# Records
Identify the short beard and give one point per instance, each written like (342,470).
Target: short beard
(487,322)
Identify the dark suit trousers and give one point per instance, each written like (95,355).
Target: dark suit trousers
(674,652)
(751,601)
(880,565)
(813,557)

# Given instruction
Reproduce the entire listing, request lines included, and add 100 to each x and y coordinate in the answer points. Leave every number in the request lines, including the sample points, unchanged.

# The output
Identify the short beard and give one point per instance, each written like (342,470).
Target: short beard
(587,422)
Identify the dark suit trousers and give one point per instance, each written like (95,355).
Target: dark suit trousers
(774,752)
(851,701)
(980,665)
(913,657)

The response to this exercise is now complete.